- **SELECTED TEXT**

____

[PARENT ISSUE] Data preprocessing and pseudolabeling

kdu4108 commented 3 months ago

We want to get video RGB, video RGB tokens, video bounding boxes, video transcriptions, and video descriptions downloaded in a format that matches what 4M expects. Maybe that's something like

root/video_rgb/shard-00000.tar
root/video_rgb/shard-00001.tar
root/video_rgb/shard-00002.tar

root/video_tok_rgb/shard-00000.tar
root/video_tok_rgb/shard-00001.tar
root/video_tok_rgb/shard-00002.tar

root/video_det/shard-00000.tar
root/video_det/shard-00001.tar
root/video_det/shard-00002.tar

root/video_transcript/shard-00000.tar
root/video_transcript/shard-00001.tar
root/video_transcript/shard-00002.tar

root/video_description/shard-00000.tar
root/video_description/shard-00001.tar
root/video_description/shard-00002.tar

except I'm not sure because maybe the text should just be like jsonlines or something? This is very much just a suggestion. First task is to decide what makes the most sense, second is to then implement it. Keep an eye also on https://github.com/swiss-ai/ml-4m/pull/1 because that loads the data and that PR will need to be fixed to correspond to the decisions made here (e.g., rn it assumes text is saved as JSONL, which I picked kinda arbitrarily and is def up for change).

To get video_rgb, we just need to download using video2dataset, probably, with some file saving shenanigans to make it fit our naming/path formats/requirements. To get video_tok_rgb, we need to run (for now) a pretrained tokenizer on the video_rgb files and save it appropriately with right filetype and names/paths/etc. To get video_det, we need to run the YOLO pseudolabeler on the video_rgb files and save appropriately (maybe as JSONL?) To get video_description, we need to run ???something??? on the video_rgb files and save appropriately (maybe as JSONL?) To get video_description, we need to run whisper on the video_rgb files and get the transcripts appropriately (maybe as JSONL?). (we can also start with the default youtube captions as an easier thing so we don't bring whisper in the mix yet.)

Thank you @yahya for taking the lead on implementing these steps. @garjania if you could provide feedback/suggestions on the right format for saving these things/how this corresponds with video2dataset that'd be super helpful! I think one concrete unknown to pursue in making the decision is to first look at how video2dataset stores files and decide whether we bend more to follow video2dataset or if we use that as an intermediary to extract the captions, etc. and form them into this format for 4M. also @vesteinn if you're familiar with v2d?

garjania commented 3 months ago

Regarding the save format, we can save them in any suitable format. Then to convert them to tar files to make it compatible with webdatasets, I can probably provide you a script that converts any data format into the tar format. It basically compresses clusters of sample points into tar shards.

kdu4108 commented 3 months ago

This is the video-dataset format:

 ├── 00000.tar
 |     ├── 00000.mp4
 |     ├── 00000.txt
 |     ├── 00000.json
 |     ├── 00001.mp4
 |     ├── 00001.txt
 |     ├── 00001.json
 |     └── ...
 |     ├── 10000.mp4
 |     ├── 10000.txt
 |     ├── 10000.json
 ├── 00001.tar
 |     ├── 10001.mp4
 |     ├── 10001.txt
 |     ├── 10001.json
 │     ...
 ...

Leveraging this, we want to pseudolabel/preprocess that into our format for each modality:

root/video_rgb/shard-00000.tar
 |     ├── 00000.mp4 # this corresponds to one video.

____

[Dataset items]
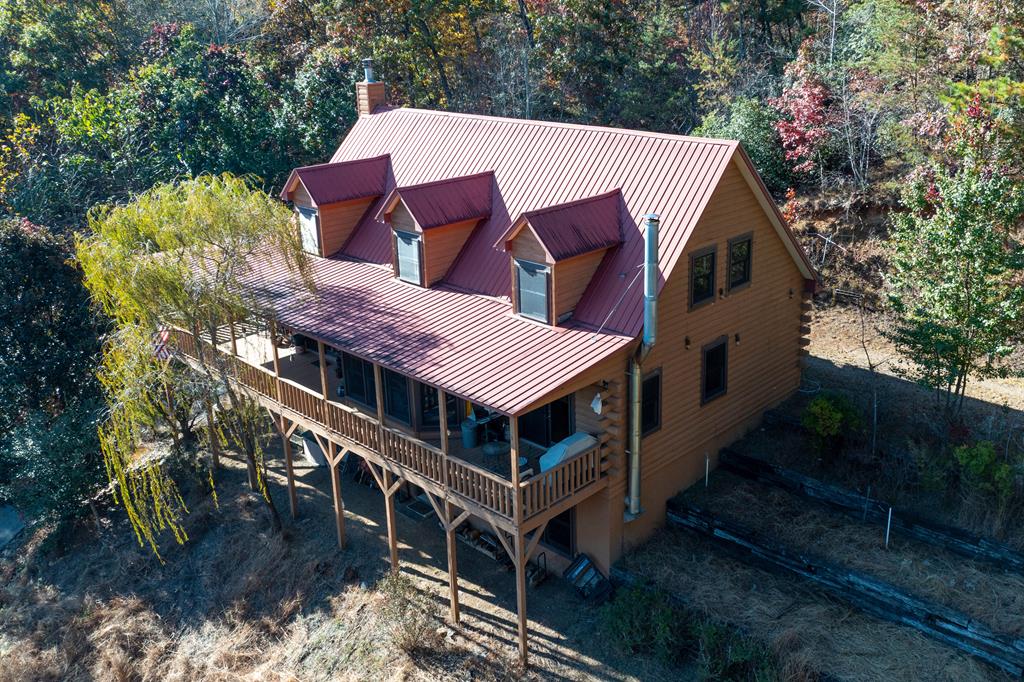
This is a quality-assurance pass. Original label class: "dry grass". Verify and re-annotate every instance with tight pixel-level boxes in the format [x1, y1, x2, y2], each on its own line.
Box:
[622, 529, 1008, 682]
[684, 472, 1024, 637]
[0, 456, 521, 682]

____

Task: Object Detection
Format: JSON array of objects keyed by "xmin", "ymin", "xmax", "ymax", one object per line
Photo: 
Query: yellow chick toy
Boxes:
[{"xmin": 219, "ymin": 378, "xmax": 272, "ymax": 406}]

____

- **GOAL 1**
From the data preprocessing issue thread, write out the passage that begins at the words "except I'm not" and stops after the words "up for change).".
- **GOAL 2**
Answer these questions using the data preprocessing issue thread:
(a) Which tool does the opening comment say could probably be used to download video_rgb?
(b) According to garjania, what does the proposed conversion script basically do?
(c) In the video-dataset format, which three file extensions does each sample have inside a tar file?
- **GOAL 3**
Extend the data preprocessing issue thread, starting from the point where it stops.

- **WRITTEN ANSWER 1**
except I'm not sure because maybe the text should just be like jsonlines or something? This is very much just a suggestion. First task is to decide what makes the most sense, second is to then implement it. Keep an eye also on https://github.com/swiss-ai/ml-4m/pull/1 because that loads the data and that PR will need to be fixed to correspond to the decisions made here (e.g., rn it assumes text is saved as JSONL, which I picked kinda arbitrarily and is def up for change).

- **WRITTEN ANSWER 2**
(a) video2dataset
(b) It compresses clusters of sample points into tar shards.
(c) .mp4, .txt, and .json

- **WRITTEN ANSWER 3**
 |     ├── 00001.mp4
 |     └── ...

root/video_tok_rgb/shard-00000.tar
 |     ├── 00000.npy # this corresponds to one video. shape: something like (num_frames, H, C, W)
 |     ├── 00001.npy
 |     └── ...

root/video_det/shard-00000.tar
 |     ├── 00000.jsonl # this corresponds to one video. each line within it corresponds to one frame.
 |     ├── 00001.jsonl
 |     └── ...

root/video_transcript/shard-00000.tar
 |     ├── 00000.jsonl # this corresponds to one video. each line within it corresponds to one subsequence of frames.
 |     ├── 00001.jsonl
 |     └── ...

root/video_description/shard-00000.tar
 |     ├── 00000.jsonl # this corresponds to one video. each line within it corresponds to one subsequence of frames.
 |     ├── 00001.jsonl
 |     └── ...

Some more notes on each the modality representations:

video_rgb: each mp4 represents a different video. possibly there'll be other video formats too.
video_tok_rgb: each npy here represents the tokenizations of all frames in the corresponding mp4. the shape of *.npy here will be something like (num_frames, H, W, C).
video_det: each jsonl represents the bounding boxes for a video. The ith line within the jsonl is the bounding boxes for the ith frame of that video.
video_transcript: each jsonl represents the transcripts for a video. The ith line within the jsonl is the transcript for the ith subsequence of frames of that video. Note that the transcript need not be consecutive in all frames, e.g., you can see a skip from frames 5-10 with no transcripts.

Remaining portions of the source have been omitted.